## Activity
Pull out each line of the records holding the string "below".

## Input data
---

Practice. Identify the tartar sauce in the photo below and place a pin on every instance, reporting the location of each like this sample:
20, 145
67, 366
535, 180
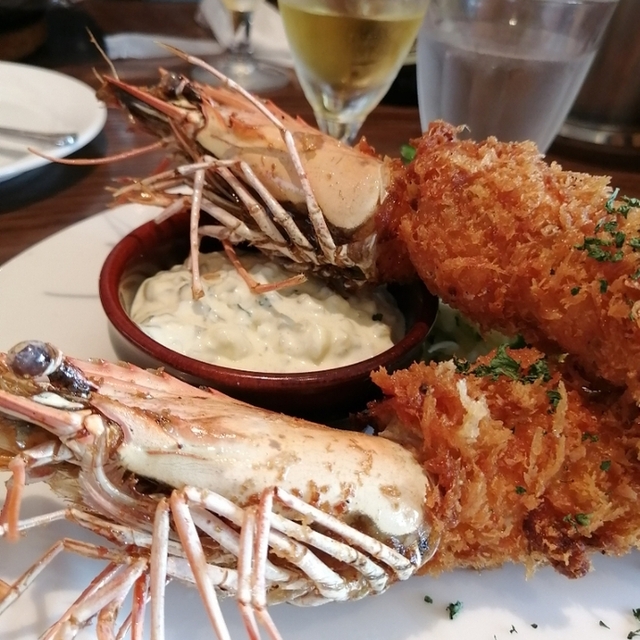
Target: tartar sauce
306, 327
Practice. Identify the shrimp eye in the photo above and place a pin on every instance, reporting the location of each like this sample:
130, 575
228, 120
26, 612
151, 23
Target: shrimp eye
33, 358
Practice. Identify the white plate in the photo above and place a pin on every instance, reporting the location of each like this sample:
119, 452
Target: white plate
50, 292
44, 100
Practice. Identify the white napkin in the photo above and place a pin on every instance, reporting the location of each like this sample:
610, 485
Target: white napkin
267, 32
267, 35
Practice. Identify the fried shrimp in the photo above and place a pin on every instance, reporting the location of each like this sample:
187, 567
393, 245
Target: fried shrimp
524, 247
530, 469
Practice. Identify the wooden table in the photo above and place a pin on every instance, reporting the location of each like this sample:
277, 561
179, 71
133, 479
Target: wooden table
37, 204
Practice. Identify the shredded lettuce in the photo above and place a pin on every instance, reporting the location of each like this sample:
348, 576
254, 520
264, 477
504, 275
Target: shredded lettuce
454, 336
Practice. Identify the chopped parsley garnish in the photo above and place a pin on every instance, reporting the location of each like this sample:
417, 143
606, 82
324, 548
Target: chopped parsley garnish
599, 249
461, 365
407, 153
610, 249
454, 609
538, 370
610, 204
502, 364
577, 520
554, 398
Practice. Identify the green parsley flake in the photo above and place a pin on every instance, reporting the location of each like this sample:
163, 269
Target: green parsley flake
610, 204
454, 609
407, 153
577, 520
502, 364
538, 370
554, 398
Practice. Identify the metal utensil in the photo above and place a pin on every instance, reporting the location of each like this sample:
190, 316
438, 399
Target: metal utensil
55, 139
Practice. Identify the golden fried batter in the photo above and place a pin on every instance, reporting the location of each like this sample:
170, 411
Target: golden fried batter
526, 248
527, 466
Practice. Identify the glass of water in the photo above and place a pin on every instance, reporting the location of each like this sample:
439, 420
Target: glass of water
347, 53
507, 68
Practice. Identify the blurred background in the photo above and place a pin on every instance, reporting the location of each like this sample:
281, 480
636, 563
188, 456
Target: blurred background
605, 117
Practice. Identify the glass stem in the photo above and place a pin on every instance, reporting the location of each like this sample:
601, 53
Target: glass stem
346, 132
241, 45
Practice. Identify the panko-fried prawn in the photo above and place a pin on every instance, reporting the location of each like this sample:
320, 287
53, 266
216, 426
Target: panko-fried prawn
524, 247
530, 466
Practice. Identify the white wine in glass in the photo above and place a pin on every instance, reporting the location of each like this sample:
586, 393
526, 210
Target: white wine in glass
347, 54
237, 61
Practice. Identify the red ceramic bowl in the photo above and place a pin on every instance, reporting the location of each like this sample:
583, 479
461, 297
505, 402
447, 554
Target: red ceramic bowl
322, 395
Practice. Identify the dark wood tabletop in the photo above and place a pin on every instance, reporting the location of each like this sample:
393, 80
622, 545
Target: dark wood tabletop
43, 201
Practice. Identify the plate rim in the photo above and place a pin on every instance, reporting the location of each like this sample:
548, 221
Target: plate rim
96, 124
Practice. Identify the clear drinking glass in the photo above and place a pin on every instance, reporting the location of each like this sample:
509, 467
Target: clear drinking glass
507, 68
347, 53
238, 61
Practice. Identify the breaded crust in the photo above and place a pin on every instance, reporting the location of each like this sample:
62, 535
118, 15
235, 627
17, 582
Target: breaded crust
526, 248
529, 470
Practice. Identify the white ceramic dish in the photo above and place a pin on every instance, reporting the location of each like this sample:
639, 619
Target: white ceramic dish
50, 293
43, 100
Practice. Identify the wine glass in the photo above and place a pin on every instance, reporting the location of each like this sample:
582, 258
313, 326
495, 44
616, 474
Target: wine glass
347, 53
237, 61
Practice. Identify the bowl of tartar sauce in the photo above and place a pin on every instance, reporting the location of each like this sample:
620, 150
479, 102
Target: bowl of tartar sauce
306, 350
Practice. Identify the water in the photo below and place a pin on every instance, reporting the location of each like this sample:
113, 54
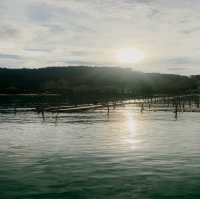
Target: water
92, 155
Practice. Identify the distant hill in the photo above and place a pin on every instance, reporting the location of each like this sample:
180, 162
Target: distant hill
94, 80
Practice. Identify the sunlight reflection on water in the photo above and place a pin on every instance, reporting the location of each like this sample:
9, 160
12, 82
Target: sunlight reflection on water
92, 155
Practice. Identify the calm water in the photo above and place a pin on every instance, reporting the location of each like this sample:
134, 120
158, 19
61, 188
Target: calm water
92, 155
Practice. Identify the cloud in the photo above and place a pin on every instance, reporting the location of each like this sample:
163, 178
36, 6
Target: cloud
49, 32
9, 56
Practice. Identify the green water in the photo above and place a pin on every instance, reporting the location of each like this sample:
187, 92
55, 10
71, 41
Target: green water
92, 155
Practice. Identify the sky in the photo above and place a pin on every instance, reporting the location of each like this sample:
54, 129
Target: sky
41, 33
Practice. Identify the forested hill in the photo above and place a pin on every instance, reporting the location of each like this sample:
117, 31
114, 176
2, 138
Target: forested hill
98, 80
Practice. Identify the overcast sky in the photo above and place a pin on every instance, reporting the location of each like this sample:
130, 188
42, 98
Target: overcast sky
40, 33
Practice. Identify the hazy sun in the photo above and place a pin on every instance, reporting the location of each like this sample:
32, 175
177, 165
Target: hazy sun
129, 55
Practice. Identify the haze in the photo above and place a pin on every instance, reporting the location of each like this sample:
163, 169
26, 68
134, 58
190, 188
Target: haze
40, 33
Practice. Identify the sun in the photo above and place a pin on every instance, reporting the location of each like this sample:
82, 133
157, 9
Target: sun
129, 55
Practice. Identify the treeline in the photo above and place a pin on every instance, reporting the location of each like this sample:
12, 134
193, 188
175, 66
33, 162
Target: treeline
84, 81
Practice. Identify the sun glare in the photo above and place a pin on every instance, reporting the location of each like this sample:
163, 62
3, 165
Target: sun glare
129, 55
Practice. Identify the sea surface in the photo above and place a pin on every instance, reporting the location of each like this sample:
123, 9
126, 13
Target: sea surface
94, 155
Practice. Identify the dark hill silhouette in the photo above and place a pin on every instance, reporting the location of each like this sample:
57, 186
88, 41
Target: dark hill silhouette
93, 80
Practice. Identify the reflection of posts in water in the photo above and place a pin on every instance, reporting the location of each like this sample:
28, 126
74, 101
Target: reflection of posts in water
15, 110
43, 117
108, 108
142, 107
56, 118
176, 111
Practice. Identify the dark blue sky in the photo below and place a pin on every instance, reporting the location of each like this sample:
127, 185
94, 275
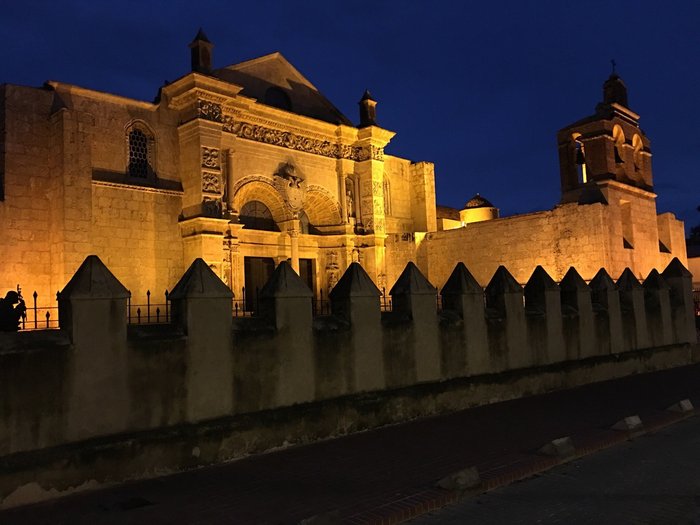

---

## Task answer
Practice. Identify the tartar sauce in the photo below and place a pin on every instance, reporting the location of each like this sample:
Practice. Identify the water in the photo below and place a pin on every instance, reporting the location of each like this sample:
Practice. Identify the dark blue sky in the photo below and place a pin on every instance, reporting the location of each like this sample:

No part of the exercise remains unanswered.